### WRITTEN EXERCISE
Return every record below verbatim, with no changes to any line.

### STORED DATA
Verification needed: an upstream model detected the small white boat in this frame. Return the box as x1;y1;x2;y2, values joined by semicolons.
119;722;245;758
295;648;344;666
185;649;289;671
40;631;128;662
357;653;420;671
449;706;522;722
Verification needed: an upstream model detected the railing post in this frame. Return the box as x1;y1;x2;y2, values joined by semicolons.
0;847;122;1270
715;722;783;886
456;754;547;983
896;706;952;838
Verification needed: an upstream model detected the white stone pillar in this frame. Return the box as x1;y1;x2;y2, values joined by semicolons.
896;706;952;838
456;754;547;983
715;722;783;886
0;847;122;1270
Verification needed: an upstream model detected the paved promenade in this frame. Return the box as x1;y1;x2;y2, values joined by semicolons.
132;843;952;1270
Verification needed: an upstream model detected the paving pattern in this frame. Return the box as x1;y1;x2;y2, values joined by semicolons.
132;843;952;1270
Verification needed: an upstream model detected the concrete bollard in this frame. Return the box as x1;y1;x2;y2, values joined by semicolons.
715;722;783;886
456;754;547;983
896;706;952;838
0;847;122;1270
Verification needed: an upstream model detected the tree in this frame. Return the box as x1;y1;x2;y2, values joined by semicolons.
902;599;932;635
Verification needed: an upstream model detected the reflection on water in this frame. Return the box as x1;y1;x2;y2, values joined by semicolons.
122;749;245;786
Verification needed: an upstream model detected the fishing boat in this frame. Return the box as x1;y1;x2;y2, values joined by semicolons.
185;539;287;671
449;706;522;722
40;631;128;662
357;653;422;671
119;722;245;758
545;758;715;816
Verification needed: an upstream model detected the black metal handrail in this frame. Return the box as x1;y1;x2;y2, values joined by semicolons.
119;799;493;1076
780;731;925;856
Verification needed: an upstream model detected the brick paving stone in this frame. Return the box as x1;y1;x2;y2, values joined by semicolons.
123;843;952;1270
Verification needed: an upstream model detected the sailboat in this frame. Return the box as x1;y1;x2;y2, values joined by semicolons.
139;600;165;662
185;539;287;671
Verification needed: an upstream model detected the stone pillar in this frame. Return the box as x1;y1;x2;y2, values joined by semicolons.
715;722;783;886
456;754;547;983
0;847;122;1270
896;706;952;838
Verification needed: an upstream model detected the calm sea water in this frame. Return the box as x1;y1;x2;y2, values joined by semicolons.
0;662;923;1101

### RESPONSE BELOW
Verification needed: an upstream model detected the small white boat in this frame. Return the box as x1;y1;x2;y2, values joined by semicolons.
119;722;245;758
295;648;344;666
185;649;289;671
40;631;128;662
357;653;420;671
449;706;522;722
Verification needed: an upstream model detected the railing post in this frame. Return the box as x1;y1;x2;y2, values joined by semicolons.
0;847;122;1270
715;722;783;886
456;754;547;983
896;706;952;838
Verification needed: an upstream model detected the white stone pillar in this frame. Return the box as x1;y1;x2;y2, values joined by semicolons.
896;706;952;838
456;754;547;983
715;722;783;886
0;847;122;1270
Verification needed: an upstream model detected the paved promenade in this frame. Return the box as x1;y1;x2;y2, values joined by semicolons.
132;843;952;1270
Verification needed: an upstream model detected the paving pattern in this frame. Return the box as x1;y1;x2;y2, values joined by semicolons.
132;843;952;1270
Verification needed: an upstream model detected the concrete bollard in this frame. Return the box as x1;y1;x2;y2, values joined by semicolons.
715;722;783;886
456;754;547;983
896;706;952;838
0;847;122;1270
Verification needed: an upstream model detected the tree in this frame. Return the box as x1;y1;x2;y2, values joined by semicolons.
902;599;932;635
Verification needed: an upstream model detected the reflection on water in this frame. Return the box as x1;y1;x2;y2, values joined by semicolons.
122;749;245;786
Verification needed: an upstream model detected the fishing boat in this frame. Return the box as x1;y1;x2;y2, values joined by semicolons.
185;539;287;671
449;706;522;722
40;631;128;662
357;653;422;671
119;722;245;758
545;758;715;816
Verification needed: an upstream model detected the black metal handrail in this frame. Return the box as x1;y1;x2;y2, values joined by semicolons.
119;799;493;1076
780;731;925;856
Verification needed: an upstream model detected the brick paving stone in this frame. Return the box as x1;y1;x2;y2, values joined by semicolons.
123;843;952;1270
Verification needed: an upstream model detected the sailboat in this frame. Return the box as x1;y1;x2;y2, values joined by semicolons.
139;600;165;662
185;539;287;671
Verification needed: an upstream model detected the stone pillar in this frame. Return the box as x1;y1;x2;y2, values joined by semicolons.
715;722;783;886
456;754;547;983
0;847;122;1270
896;706;952;838
Verification needed: an upstream model detected the calm sea water in this frame. Return the box as x1;y1;x2;y2, values joined by semicolons.
0;662;923;1101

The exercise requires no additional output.